** Your task **
Below are entries; tally how many lines hold the string "boxes" and answer with only that figure.

Start of Task input

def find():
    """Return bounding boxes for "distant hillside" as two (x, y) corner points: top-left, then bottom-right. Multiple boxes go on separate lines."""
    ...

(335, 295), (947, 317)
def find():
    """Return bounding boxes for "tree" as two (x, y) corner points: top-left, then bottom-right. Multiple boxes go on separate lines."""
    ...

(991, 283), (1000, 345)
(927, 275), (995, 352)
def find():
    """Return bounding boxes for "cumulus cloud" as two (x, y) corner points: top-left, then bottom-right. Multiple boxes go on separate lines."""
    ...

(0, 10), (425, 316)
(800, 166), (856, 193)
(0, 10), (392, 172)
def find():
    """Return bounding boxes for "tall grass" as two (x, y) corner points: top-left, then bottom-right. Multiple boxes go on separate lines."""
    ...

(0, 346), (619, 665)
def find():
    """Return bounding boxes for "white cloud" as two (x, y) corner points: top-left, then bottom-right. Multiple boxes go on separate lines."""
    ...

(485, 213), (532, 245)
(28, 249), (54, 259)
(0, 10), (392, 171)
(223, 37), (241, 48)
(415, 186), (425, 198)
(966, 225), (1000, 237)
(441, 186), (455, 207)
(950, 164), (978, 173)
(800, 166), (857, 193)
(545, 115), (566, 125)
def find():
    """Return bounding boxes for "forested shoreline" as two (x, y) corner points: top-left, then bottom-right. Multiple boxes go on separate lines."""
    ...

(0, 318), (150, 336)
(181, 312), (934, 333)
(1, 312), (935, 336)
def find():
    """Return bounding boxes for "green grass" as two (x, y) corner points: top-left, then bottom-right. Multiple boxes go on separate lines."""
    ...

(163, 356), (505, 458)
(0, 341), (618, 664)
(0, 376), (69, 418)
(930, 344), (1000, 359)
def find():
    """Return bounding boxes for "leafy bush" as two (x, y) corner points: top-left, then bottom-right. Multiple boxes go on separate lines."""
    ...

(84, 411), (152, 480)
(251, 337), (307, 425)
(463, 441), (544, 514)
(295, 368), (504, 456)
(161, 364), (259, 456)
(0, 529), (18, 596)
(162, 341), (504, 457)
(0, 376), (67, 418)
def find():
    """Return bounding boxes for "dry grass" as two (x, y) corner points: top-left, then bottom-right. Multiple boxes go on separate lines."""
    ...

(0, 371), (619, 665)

End of Task input

** The answer **
9